◆ HOW TO COMPLETE THIS TASK ◆
Repeat every entry exactly as given.

◆ Stored data entries ◆
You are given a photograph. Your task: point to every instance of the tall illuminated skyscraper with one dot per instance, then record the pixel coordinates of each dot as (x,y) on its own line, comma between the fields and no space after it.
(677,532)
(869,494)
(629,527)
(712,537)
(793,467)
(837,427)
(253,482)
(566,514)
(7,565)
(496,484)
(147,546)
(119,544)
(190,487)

◆ RESPONSE FOR THIS EXERCISE ◆
You are given a photograph. Your task: point to every instance of the tall illuminated skyscraper with one dot per instance, then record the pixel coordinates of each dot as (x,y) on its own line, comma between the fields and no space after it.
(677,532)
(869,494)
(629,527)
(712,537)
(793,467)
(837,427)
(253,482)
(566,514)
(7,565)
(496,484)
(147,546)
(119,544)
(190,487)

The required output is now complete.